● **What to work on**
Extract the following lines word for word, beginning at the start of the data and stopping after the line that contains "left=55, top=289, right=305, bottom=418". Leave the pictures out of your answer.

════════

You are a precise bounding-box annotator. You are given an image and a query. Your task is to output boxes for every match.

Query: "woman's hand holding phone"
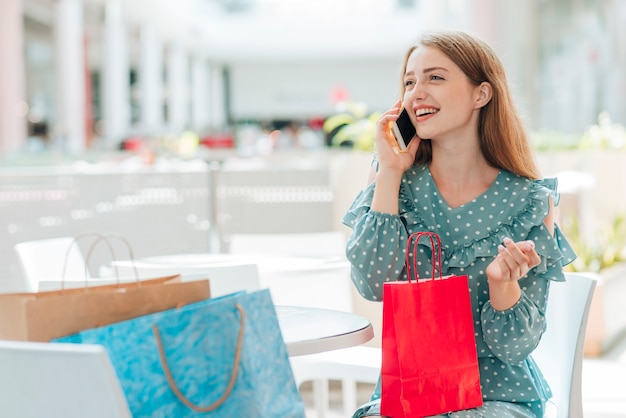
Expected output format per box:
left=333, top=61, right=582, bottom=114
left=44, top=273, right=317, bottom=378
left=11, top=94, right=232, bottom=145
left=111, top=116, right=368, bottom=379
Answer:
left=376, top=101, right=420, bottom=173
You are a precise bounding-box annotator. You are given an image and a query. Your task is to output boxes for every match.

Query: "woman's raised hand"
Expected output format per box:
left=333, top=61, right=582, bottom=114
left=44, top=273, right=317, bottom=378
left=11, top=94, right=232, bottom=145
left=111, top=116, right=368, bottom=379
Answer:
left=376, top=101, right=421, bottom=173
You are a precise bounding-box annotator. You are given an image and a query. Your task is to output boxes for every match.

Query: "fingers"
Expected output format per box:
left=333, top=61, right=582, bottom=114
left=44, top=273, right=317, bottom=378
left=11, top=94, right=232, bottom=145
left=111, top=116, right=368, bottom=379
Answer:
left=497, top=238, right=541, bottom=280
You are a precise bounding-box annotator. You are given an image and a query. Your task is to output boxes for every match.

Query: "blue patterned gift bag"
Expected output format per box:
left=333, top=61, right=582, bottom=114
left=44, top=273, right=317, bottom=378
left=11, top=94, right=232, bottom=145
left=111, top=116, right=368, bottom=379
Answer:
left=55, top=289, right=305, bottom=418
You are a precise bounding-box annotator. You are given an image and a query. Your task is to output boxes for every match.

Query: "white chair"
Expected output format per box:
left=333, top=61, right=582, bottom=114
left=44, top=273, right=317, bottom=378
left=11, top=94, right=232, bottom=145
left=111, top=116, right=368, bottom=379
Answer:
left=14, top=237, right=89, bottom=292
left=0, top=341, right=131, bottom=418
left=532, top=273, right=597, bottom=418
left=230, top=231, right=381, bottom=418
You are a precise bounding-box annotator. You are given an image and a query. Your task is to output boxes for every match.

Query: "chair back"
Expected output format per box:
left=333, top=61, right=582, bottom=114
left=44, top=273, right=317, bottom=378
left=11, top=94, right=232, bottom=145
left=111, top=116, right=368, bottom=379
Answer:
left=533, top=273, right=597, bottom=418
left=0, top=341, right=131, bottom=418
left=230, top=231, right=346, bottom=257
left=15, top=237, right=89, bottom=292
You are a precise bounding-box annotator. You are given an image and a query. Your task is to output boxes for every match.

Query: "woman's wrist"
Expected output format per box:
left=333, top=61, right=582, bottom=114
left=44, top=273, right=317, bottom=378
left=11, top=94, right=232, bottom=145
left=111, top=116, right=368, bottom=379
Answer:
left=488, top=280, right=522, bottom=311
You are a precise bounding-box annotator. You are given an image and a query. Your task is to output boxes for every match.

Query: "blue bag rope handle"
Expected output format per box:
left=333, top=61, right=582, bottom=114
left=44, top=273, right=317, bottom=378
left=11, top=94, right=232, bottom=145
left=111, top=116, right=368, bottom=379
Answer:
left=405, top=232, right=443, bottom=283
left=152, top=303, right=246, bottom=412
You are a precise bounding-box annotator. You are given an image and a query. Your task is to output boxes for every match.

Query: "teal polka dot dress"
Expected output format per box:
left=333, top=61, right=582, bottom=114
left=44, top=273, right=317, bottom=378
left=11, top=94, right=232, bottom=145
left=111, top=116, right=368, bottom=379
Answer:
left=343, top=166, right=575, bottom=417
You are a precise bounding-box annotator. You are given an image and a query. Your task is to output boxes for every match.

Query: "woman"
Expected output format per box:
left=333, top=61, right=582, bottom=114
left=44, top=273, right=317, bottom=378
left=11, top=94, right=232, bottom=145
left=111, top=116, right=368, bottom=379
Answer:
left=344, top=31, right=575, bottom=418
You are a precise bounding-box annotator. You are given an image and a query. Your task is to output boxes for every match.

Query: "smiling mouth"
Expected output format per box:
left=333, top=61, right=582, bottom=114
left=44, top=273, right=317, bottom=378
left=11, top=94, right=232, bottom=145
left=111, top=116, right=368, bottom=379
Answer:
left=415, top=107, right=439, bottom=117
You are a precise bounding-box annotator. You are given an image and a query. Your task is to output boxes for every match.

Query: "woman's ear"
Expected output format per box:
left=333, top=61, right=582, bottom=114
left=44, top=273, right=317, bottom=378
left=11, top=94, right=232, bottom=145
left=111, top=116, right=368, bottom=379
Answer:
left=476, top=81, right=493, bottom=108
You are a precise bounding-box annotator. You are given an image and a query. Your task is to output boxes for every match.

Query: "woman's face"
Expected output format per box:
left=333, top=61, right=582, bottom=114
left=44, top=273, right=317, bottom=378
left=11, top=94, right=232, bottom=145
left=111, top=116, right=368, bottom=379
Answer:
left=404, top=46, right=482, bottom=140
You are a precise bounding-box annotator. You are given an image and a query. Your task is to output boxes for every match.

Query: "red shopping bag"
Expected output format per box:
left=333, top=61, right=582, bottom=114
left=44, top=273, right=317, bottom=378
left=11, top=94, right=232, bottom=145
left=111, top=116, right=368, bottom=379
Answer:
left=380, top=232, right=482, bottom=418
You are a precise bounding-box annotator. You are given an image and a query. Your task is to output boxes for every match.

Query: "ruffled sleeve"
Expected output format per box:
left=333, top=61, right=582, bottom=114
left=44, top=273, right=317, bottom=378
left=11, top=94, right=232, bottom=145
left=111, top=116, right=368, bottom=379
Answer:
left=343, top=183, right=416, bottom=301
left=481, top=179, right=575, bottom=365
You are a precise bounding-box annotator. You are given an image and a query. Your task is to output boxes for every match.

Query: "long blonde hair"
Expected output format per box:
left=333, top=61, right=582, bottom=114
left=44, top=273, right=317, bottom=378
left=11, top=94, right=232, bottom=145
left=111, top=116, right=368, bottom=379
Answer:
left=401, top=31, right=540, bottom=179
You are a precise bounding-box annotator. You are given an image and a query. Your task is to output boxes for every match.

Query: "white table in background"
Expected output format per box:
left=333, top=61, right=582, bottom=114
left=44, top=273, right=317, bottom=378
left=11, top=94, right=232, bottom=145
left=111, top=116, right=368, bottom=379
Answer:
left=108, top=253, right=352, bottom=311
left=276, top=305, right=374, bottom=356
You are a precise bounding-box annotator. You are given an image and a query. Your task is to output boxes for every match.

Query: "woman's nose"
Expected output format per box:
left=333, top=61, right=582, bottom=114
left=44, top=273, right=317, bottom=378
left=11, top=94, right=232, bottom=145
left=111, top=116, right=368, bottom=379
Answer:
left=408, top=83, right=426, bottom=102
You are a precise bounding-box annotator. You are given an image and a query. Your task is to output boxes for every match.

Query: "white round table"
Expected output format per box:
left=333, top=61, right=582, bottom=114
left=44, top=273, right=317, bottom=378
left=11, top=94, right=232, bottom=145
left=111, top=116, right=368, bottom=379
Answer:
left=276, top=305, right=374, bottom=356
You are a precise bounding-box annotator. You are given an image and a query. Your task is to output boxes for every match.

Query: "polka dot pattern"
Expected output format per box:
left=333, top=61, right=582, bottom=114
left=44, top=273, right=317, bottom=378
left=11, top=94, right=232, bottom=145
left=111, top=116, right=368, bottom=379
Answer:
left=344, top=166, right=575, bottom=418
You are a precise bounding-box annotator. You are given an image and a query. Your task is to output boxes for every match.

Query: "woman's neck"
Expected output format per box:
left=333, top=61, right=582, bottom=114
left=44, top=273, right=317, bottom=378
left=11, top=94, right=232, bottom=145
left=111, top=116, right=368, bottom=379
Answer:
left=429, top=144, right=500, bottom=208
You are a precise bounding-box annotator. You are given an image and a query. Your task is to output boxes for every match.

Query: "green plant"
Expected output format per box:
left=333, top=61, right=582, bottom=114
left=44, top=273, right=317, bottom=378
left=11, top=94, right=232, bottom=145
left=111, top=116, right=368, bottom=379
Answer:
left=323, top=102, right=380, bottom=151
left=530, top=112, right=626, bottom=151
left=563, top=213, right=626, bottom=273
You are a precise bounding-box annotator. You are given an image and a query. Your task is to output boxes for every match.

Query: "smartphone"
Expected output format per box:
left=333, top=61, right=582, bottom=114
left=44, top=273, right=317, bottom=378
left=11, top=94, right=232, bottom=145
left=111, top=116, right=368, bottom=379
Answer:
left=391, top=108, right=415, bottom=151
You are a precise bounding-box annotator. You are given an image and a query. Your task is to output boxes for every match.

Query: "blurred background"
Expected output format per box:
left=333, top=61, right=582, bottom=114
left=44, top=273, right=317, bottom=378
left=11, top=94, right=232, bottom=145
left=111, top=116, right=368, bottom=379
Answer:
left=0, top=0, right=626, bottom=418
left=0, top=0, right=626, bottom=155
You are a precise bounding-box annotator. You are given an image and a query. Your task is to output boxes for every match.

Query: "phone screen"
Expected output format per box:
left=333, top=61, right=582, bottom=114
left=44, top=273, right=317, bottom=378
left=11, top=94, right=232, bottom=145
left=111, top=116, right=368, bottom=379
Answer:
left=392, top=108, right=415, bottom=150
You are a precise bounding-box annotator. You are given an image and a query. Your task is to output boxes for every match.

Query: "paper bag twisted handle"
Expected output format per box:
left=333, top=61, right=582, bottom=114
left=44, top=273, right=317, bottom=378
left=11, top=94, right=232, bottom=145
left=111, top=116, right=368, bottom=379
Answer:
left=152, top=303, right=246, bottom=412
left=61, top=232, right=141, bottom=290
left=405, top=232, right=443, bottom=282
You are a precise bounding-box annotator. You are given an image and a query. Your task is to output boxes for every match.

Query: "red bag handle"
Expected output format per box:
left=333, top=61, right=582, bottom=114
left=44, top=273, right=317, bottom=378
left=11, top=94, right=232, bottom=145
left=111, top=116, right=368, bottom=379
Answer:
left=405, top=231, right=443, bottom=282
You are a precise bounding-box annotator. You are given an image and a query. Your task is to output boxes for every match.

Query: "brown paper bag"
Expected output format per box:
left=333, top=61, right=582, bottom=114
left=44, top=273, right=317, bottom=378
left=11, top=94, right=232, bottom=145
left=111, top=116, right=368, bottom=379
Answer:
left=0, top=275, right=211, bottom=342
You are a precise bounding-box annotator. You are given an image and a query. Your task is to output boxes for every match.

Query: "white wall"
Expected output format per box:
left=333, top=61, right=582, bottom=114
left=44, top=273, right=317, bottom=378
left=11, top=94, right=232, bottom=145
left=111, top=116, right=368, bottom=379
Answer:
left=230, top=54, right=402, bottom=120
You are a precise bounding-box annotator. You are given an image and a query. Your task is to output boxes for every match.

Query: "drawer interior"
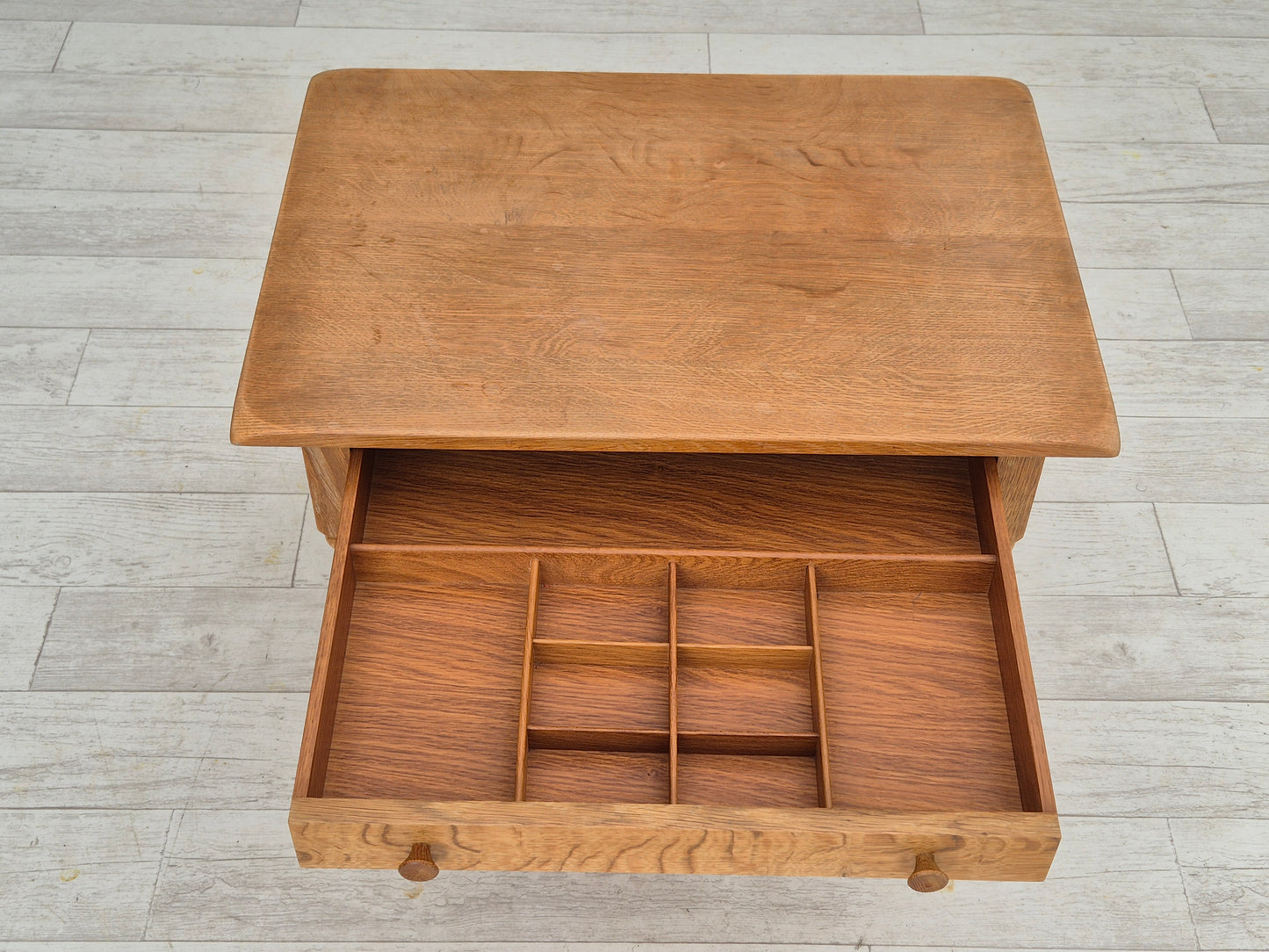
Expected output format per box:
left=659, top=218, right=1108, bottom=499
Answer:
left=297, top=450, right=1052, bottom=811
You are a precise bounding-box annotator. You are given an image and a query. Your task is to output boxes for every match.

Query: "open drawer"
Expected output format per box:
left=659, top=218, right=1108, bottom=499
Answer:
left=291, top=450, right=1060, bottom=890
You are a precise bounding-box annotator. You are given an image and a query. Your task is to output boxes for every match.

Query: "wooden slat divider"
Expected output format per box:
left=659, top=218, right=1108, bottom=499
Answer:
left=667, top=561, right=679, bottom=804
left=528, top=725, right=670, bottom=754
left=806, top=562, right=833, bottom=807
left=970, top=457, right=1057, bottom=813
left=516, top=559, right=541, bottom=804
left=294, top=450, right=374, bottom=797
left=353, top=544, right=998, bottom=593
left=679, top=732, right=818, bottom=756
left=533, top=638, right=670, bottom=667
left=678, top=645, right=812, bottom=670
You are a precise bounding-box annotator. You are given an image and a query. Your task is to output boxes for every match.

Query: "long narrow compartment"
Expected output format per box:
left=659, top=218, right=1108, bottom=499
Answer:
left=297, top=451, right=1050, bottom=811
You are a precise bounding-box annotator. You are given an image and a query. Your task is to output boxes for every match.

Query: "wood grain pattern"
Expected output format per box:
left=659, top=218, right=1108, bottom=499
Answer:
left=679, top=754, right=821, bottom=809
left=351, top=544, right=996, bottom=594
left=970, top=459, right=1057, bottom=813
left=296, top=450, right=374, bottom=797
left=679, top=665, right=813, bottom=733
left=818, top=590, right=1021, bottom=812
left=291, top=802, right=1058, bottom=880
left=233, top=70, right=1118, bottom=456
left=527, top=749, right=669, bottom=804
left=59, top=20, right=710, bottom=77
left=303, top=447, right=350, bottom=545
left=323, top=585, right=525, bottom=802
left=292, top=450, right=1052, bottom=875
left=365, top=451, right=980, bottom=551
left=996, top=456, right=1044, bottom=545
left=516, top=559, right=542, bottom=801
left=804, top=565, right=833, bottom=807
left=0, top=72, right=308, bottom=131
left=665, top=562, right=681, bottom=804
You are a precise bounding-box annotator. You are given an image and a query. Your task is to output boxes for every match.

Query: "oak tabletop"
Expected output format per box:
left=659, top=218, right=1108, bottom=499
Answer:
left=231, top=69, right=1119, bottom=456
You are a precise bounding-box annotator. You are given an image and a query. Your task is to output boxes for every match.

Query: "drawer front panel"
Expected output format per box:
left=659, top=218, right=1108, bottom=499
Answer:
left=291, top=798, right=1060, bottom=881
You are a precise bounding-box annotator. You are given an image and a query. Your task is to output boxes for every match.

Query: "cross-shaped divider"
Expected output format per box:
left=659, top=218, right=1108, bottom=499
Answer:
left=516, top=552, right=833, bottom=807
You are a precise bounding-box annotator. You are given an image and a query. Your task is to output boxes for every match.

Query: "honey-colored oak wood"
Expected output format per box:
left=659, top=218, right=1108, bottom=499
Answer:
left=665, top=561, right=690, bottom=804
left=804, top=564, right=833, bottom=807
left=996, top=456, right=1044, bottom=544
left=232, top=69, right=1118, bottom=456
left=397, top=843, right=440, bottom=883
left=970, top=458, right=1057, bottom=813
left=296, top=450, right=1057, bottom=877
left=365, top=451, right=981, bottom=556
left=294, top=450, right=374, bottom=797
left=516, top=559, right=542, bottom=800
left=303, top=447, right=351, bottom=545
left=907, top=853, right=948, bottom=892
left=289, top=802, right=1060, bottom=881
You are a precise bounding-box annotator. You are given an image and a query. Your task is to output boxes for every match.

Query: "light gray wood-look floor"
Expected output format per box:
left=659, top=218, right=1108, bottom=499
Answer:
left=0, top=0, right=1269, bottom=952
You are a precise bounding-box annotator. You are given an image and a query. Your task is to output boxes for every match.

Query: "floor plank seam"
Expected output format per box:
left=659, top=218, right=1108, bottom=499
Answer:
left=59, top=328, right=92, bottom=407
left=48, top=20, right=75, bottom=72
left=1150, top=502, right=1186, bottom=595
left=291, top=495, right=312, bottom=588
left=139, top=810, right=185, bottom=941
left=1167, top=818, right=1203, bottom=949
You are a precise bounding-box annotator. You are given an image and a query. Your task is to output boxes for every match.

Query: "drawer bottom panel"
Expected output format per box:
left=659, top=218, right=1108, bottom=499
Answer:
left=291, top=451, right=1060, bottom=880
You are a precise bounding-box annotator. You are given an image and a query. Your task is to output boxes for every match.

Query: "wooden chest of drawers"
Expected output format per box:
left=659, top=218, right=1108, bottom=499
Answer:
left=234, top=71, right=1118, bottom=890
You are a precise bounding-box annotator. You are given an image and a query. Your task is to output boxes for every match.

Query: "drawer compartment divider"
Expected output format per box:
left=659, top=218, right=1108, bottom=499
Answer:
left=665, top=561, right=679, bottom=804
left=516, top=559, right=542, bottom=802
left=292, top=451, right=1057, bottom=878
left=806, top=562, right=833, bottom=807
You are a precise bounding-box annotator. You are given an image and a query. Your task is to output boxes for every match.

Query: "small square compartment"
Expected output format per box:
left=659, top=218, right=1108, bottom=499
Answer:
left=524, top=750, right=670, bottom=804
left=678, top=582, right=806, bottom=645
left=679, top=653, right=815, bottom=733
left=537, top=582, right=669, bottom=642
left=679, top=754, right=819, bottom=809
left=530, top=649, right=670, bottom=732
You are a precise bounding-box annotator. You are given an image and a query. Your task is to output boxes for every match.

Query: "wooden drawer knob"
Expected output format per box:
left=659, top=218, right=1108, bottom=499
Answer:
left=397, top=843, right=441, bottom=889
left=907, top=853, right=948, bottom=892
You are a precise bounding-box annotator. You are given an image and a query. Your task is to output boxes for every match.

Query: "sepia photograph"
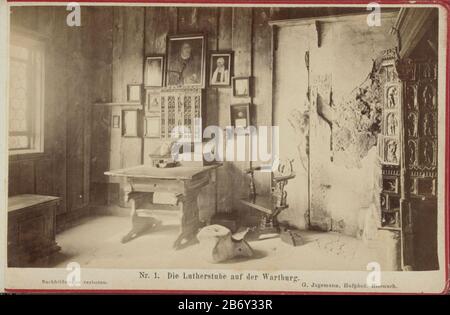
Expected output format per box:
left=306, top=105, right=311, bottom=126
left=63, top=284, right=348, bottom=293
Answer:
left=0, top=0, right=449, bottom=294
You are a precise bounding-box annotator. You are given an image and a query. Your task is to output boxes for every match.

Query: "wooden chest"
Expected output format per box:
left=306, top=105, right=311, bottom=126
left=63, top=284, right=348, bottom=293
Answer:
left=8, top=194, right=60, bottom=267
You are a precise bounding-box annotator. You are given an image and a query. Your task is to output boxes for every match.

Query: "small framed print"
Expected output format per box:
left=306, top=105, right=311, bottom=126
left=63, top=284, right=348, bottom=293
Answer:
left=127, top=84, right=142, bottom=103
left=112, top=115, right=120, bottom=128
left=209, top=51, right=233, bottom=87
left=230, top=103, right=251, bottom=130
left=233, top=77, right=252, bottom=97
left=144, top=116, right=161, bottom=138
left=145, top=89, right=161, bottom=113
left=144, top=56, right=165, bottom=87
left=122, top=110, right=140, bottom=137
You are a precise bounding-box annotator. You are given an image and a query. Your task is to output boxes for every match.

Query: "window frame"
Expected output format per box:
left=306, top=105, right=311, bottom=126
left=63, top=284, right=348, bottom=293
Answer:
left=7, top=29, right=46, bottom=156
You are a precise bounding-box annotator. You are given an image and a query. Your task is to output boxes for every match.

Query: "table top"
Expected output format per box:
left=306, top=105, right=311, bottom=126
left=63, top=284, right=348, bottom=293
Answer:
left=8, top=194, right=60, bottom=212
left=105, top=163, right=222, bottom=180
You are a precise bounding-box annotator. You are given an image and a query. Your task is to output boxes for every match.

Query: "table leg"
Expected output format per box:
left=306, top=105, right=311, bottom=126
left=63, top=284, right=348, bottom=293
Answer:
left=173, top=190, right=200, bottom=249
left=122, top=192, right=157, bottom=243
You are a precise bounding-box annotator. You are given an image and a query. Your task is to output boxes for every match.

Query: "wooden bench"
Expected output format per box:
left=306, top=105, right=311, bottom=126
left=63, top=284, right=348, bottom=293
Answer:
left=8, top=194, right=61, bottom=267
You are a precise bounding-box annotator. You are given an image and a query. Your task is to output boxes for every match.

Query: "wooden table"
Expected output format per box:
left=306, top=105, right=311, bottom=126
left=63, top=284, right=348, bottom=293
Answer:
left=105, top=164, right=221, bottom=249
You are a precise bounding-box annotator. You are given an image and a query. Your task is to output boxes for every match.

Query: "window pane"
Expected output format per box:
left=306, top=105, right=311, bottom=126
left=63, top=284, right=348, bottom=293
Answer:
left=9, top=136, right=29, bottom=150
left=9, top=60, right=29, bottom=132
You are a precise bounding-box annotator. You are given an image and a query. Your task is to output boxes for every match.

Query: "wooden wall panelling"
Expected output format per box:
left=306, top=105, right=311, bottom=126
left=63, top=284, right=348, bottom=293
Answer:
left=143, top=7, right=178, bottom=164
left=66, top=12, right=89, bottom=211
left=89, top=7, right=113, bottom=195
left=228, top=8, right=253, bottom=209
left=48, top=7, right=68, bottom=214
left=111, top=7, right=145, bottom=167
left=216, top=8, right=236, bottom=212
left=34, top=158, right=55, bottom=196
left=8, top=160, right=35, bottom=196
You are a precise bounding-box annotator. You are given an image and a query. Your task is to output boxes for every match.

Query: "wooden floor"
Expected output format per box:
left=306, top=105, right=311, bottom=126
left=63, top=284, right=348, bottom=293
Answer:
left=51, top=216, right=383, bottom=271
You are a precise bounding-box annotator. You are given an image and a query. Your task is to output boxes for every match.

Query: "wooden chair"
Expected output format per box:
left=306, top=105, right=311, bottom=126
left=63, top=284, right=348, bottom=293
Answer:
left=241, top=160, right=295, bottom=234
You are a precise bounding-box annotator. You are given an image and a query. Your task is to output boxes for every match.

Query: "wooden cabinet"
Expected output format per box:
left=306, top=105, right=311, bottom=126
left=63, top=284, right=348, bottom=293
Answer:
left=378, top=50, right=438, bottom=270
left=145, top=88, right=206, bottom=141
left=8, top=194, right=60, bottom=267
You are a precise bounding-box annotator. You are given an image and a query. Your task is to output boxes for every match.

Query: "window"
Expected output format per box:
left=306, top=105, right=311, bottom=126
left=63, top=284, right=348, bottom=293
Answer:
left=8, top=32, right=44, bottom=154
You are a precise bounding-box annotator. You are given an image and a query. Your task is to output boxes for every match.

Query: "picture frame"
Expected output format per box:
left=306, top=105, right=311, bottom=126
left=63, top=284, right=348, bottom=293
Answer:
left=122, top=109, right=141, bottom=137
left=230, top=103, right=251, bottom=132
left=144, top=55, right=165, bottom=87
left=144, top=115, right=161, bottom=138
left=112, top=115, right=120, bottom=129
left=145, top=89, right=161, bottom=113
left=166, top=34, right=207, bottom=88
left=209, top=51, right=234, bottom=87
left=127, top=84, right=142, bottom=104
left=233, top=77, right=252, bottom=97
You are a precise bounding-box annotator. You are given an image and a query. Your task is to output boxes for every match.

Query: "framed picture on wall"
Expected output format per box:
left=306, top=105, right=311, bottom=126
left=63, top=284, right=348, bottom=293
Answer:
left=144, top=116, right=161, bottom=138
left=230, top=103, right=251, bottom=131
left=233, top=77, right=252, bottom=97
left=144, top=56, right=164, bottom=87
left=112, top=115, right=120, bottom=128
left=122, top=109, right=142, bottom=137
left=166, top=35, right=206, bottom=88
left=209, top=51, right=233, bottom=87
left=127, top=84, right=142, bottom=103
left=145, top=89, right=161, bottom=113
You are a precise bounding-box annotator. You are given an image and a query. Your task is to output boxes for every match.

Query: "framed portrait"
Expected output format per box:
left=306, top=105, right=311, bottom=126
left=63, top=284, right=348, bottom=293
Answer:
left=127, top=84, right=142, bottom=103
left=233, top=77, right=252, bottom=97
left=166, top=35, right=206, bottom=88
left=144, top=56, right=164, bottom=87
left=230, top=103, right=251, bottom=131
left=145, top=89, right=161, bottom=112
left=209, top=51, right=233, bottom=87
left=122, top=109, right=142, bottom=137
left=144, top=116, right=161, bottom=138
left=112, top=115, right=120, bottom=128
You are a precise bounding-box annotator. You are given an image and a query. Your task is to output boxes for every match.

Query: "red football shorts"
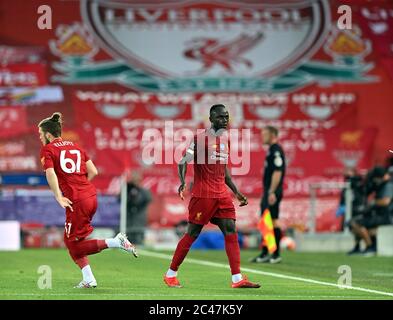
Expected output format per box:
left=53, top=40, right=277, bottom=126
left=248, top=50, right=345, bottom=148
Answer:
left=188, top=196, right=236, bottom=224
left=64, top=195, right=97, bottom=242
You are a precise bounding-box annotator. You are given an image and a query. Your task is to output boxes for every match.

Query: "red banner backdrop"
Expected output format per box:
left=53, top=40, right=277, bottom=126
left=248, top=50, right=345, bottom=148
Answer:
left=0, top=0, right=393, bottom=230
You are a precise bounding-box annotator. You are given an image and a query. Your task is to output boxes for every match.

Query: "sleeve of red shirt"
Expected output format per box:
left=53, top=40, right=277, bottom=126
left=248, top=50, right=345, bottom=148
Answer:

════════

● **Result for this task**
You are a precise bounding-box annotator. You are given an image and a query. Your task is to output boxes for every match.

Query: "woman's hand holding phone"
Expected output format per box:
left=333, top=61, right=582, bottom=114
left=44, top=273, right=317, bottom=378
left=11, top=94, right=232, bottom=145
left=111, top=116, right=368, bottom=379
Answer:
left=376, top=101, right=420, bottom=173
You are a precise bounding-box annotator. You are given an image and a query. Your task is to output boxes for every match.

Query: "woman's raised hand"
Expected output format per box:
left=333, top=61, right=582, bottom=114
left=44, top=273, right=317, bottom=378
left=11, top=94, right=232, bottom=145
left=111, top=116, right=368, bottom=379
Answer:
left=376, top=101, right=421, bottom=173
You are a precise bounding-box annotator. You are given an image and a query. Your task is to output boxes for every match.

Query: "fingers"
Expected output format per box:
left=333, top=61, right=582, bottom=114
left=44, top=273, right=317, bottom=378
left=11, top=94, right=232, bottom=145
left=111, top=116, right=368, bottom=379
Answer:
left=497, top=238, right=541, bottom=280
You are a precise bounding-box annotator. You are given an image and a query. Your task is to output boxes for every match.

Query: "blue patterned gift bag"
Expected output format per box:
left=333, top=61, right=582, bottom=114
left=44, top=273, right=317, bottom=378
left=11, top=94, right=232, bottom=145
left=111, top=116, right=368, bottom=379
Answer:
left=55, top=289, right=305, bottom=418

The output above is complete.